To further promote Ricky Martin, he embarked on the worldwide Livin' la Vida Loca Tour. The tour began on October 21, 1999, at the Miami Arena in Miami, Florida, and concluded on October 25, 2000, at the Colonial Stadium in Melbourne, with concerts throughout North America, Europe, Oceania, and Asia. In the United States, the Livin' la Vida Loca Tour was the highest-grossing tour of 2000 by a Latin artist, earning over $36.3 million with 44 dates and drawing 617,488 fans. According to Billboard Boxscore, the tour grossed $51.3 million in Canada, Mexico, and the United States, with 60 shows and drawing an audience of 875,151. International dates were not reported to Boxscore and would push the tour's grosses higher. In addition to his tour, Martin performed singles from Ricky Martin on many television programs and award shows. He performed "Livin' la Vida Loca" at the 1999 World Music Awards, the 1999 Blockbuster Entertainment Awards, Saturday Night Live, The Rosie O'Donnell Show, The Tonight Show with Jay Leno, and Bingolotto TV Show. At the 1999 MTV Video Music Awards, he performed "She's All I Ever Had" and "Livin' la Vida Loca", accompanied by a group of impressive women dressed in glitter. To promote the album's material in the United Kingdom, Martin delivered performances of "Livin' la Vida Loca" and "Shake Your Bon-Bon" on the BBC's Top of the Pops on August 6, 1999, and November 19, 1999, respectively.

## Material
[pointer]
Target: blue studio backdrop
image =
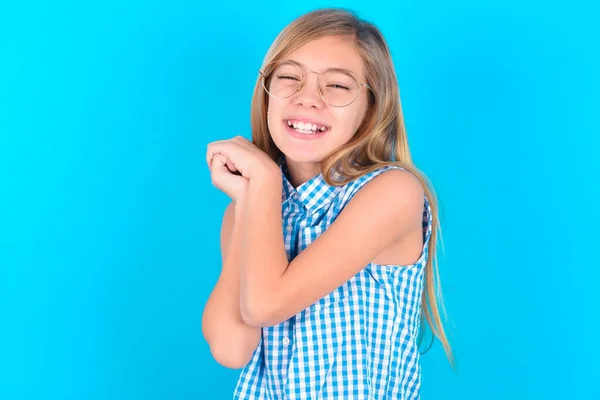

## Written task
Summarize the passage about the Livin' la Vida Loca Tour in two sentences. Work only from the passage about the Livin' la Vida Loca Tour.

## Result below
To promote the album Ricky Martin, Martin went on the worldwide Livin' la Vida Loca Tour, which ran from October 21, 1999, in Miami to October 25, 2000, in Melbourne and, according to Billboard Boxscore, grossed $51.3 million from 60 shows in Canada, Mexico, and the United States. He also performed singles from the album on many television programs and award shows, including the 1999 MTV Video Music Awards and the BBC's Top of the Pops.